# [PROBLEM]
Reproduce each line of the following data verbatim.

(Data drawn from a collection)
BEGIN

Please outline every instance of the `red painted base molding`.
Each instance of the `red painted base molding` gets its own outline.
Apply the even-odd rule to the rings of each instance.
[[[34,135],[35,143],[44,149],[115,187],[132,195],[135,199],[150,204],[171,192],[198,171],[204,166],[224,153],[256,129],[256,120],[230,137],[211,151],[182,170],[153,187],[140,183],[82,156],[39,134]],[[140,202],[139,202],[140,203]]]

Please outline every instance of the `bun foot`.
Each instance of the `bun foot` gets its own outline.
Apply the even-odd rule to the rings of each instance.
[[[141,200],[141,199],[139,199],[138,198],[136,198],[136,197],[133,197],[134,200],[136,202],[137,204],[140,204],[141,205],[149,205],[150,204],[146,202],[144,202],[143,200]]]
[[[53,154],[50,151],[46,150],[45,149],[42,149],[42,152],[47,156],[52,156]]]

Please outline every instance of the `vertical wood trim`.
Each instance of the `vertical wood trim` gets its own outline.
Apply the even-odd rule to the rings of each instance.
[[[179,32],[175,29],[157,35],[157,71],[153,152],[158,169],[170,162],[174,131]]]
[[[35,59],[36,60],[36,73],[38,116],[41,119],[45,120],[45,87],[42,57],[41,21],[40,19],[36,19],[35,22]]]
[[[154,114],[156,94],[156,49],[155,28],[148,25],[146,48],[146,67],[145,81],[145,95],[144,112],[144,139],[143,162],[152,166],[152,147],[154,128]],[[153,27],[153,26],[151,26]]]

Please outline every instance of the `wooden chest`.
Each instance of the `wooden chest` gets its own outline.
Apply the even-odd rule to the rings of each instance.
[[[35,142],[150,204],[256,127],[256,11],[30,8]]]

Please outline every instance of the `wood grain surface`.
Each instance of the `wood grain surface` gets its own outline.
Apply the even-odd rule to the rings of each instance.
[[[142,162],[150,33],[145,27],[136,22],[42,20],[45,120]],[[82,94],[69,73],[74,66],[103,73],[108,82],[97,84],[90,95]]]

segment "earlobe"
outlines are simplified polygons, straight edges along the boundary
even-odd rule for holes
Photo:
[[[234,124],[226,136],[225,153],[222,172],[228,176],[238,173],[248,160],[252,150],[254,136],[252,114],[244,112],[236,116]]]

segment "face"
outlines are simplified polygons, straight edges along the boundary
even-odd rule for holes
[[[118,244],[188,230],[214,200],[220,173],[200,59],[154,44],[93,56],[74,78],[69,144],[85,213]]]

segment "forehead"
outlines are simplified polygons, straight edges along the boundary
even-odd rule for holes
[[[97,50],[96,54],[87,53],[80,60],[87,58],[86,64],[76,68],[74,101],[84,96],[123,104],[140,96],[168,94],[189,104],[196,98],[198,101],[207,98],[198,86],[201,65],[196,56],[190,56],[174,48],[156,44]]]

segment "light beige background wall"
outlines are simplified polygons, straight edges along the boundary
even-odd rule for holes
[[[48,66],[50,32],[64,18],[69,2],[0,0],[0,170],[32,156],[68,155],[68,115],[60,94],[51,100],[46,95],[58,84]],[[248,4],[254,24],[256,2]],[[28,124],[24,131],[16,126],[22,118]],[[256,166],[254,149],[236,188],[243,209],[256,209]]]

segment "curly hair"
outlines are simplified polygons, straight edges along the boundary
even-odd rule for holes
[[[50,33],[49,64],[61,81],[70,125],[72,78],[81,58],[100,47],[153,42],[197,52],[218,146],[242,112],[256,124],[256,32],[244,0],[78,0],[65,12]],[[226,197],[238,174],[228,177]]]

END

# [ANSWER TO THIS TASK]
Please outline every instance of the `red painted base molding`.
Each instance of the `red painted base molding` gets its own outline.
Apply the even-odd rule to the rings of each instance.
[[[34,135],[35,143],[44,149],[115,187],[132,195],[135,199],[150,204],[171,192],[198,171],[204,166],[224,153],[256,129],[256,120],[230,137],[211,151],[182,170],[153,187],[140,183],[82,156],[39,134]],[[140,202],[139,202],[140,203]]]

Please outline every instance of the `bun foot`.
Each instance of the `bun foot` gets its own outline.
Apply the even-odd rule to the rings of each instance.
[[[141,200],[141,199],[139,199],[138,198],[136,198],[136,197],[133,197],[134,200],[136,202],[137,204],[140,204],[141,205],[149,205],[150,204],[146,202],[144,202],[143,200]]]
[[[53,154],[50,151],[46,150],[45,149],[42,149],[42,152],[47,156],[52,156]]]

Please outline every instance of the `vertical wood trim`.
Each instance of the `vertical wood trim` gets its own outline.
Apply the even-odd rule to the rings of each instance.
[[[179,32],[175,29],[157,35],[157,71],[153,152],[158,169],[170,162],[174,131]]]
[[[35,59],[36,60],[36,73],[38,116],[41,119],[45,120],[45,87],[42,57],[41,21],[40,19],[36,19],[35,22]]]
[[[154,114],[156,94],[156,49],[155,28],[148,25],[146,48],[146,67],[145,81],[145,95],[144,112],[144,139],[143,162],[152,166],[152,147],[154,128]],[[153,27],[153,26],[151,26]]]

Please outline every instance of the `wooden chest`.
Each instance of the `wooden chest` gets its own outline.
Apply the even-odd rule to the rings of each instance.
[[[35,142],[150,204],[256,127],[256,11],[30,8]]]

Please outline every instance of the `wood grain surface`.
Each instance of the `wood grain surface` gets its own outline.
Apply the even-odd rule to the rings of each instance.
[[[142,162],[150,33],[145,27],[136,22],[42,20],[45,120]],[[82,94],[69,73],[74,66],[103,73],[108,82],[97,84],[90,95]]]

segment "earlobe"
outlines are simplified polygons, straight edges along the boundary
even-odd rule for holes
Photo:
[[[234,124],[226,136],[225,153],[222,172],[228,176],[238,173],[248,160],[252,150],[254,136],[252,114],[244,112],[236,116]]]

segment "face"
outlines are simplified polygons, straight edges along the boundary
even-odd rule for holes
[[[118,244],[188,230],[214,200],[220,173],[200,59],[154,44],[93,56],[74,78],[69,144],[85,213]]]

segment "forehead"
outlines are simplified polygons, straight edges along the boundary
even-odd rule for holes
[[[97,50],[96,54],[87,53],[80,60],[87,58],[86,64],[76,68],[74,101],[84,96],[123,104],[140,96],[168,94],[189,104],[196,98],[198,101],[207,98],[198,86],[201,65],[196,56],[190,56],[174,48],[156,44]]]

segment "light beige background wall"
outlines are simplified polygons, straight edges along the boundary
even-odd rule for holes
[[[48,66],[50,32],[64,18],[69,2],[0,0],[0,170],[32,156],[68,155],[68,115],[60,94],[51,100],[46,95],[58,84]],[[248,4],[254,24],[256,2]],[[28,124],[24,131],[16,126],[22,118]],[[256,166],[254,149],[236,188],[243,209],[256,209]]]

segment "curly hair"
outlines are simplified polygons, straight edges along the boundary
even-odd rule for holes
[[[50,33],[49,64],[61,81],[70,125],[72,78],[81,58],[100,47],[153,42],[197,52],[218,146],[242,112],[256,124],[256,32],[244,0],[78,0],[65,12]],[[226,197],[238,174],[228,177]]]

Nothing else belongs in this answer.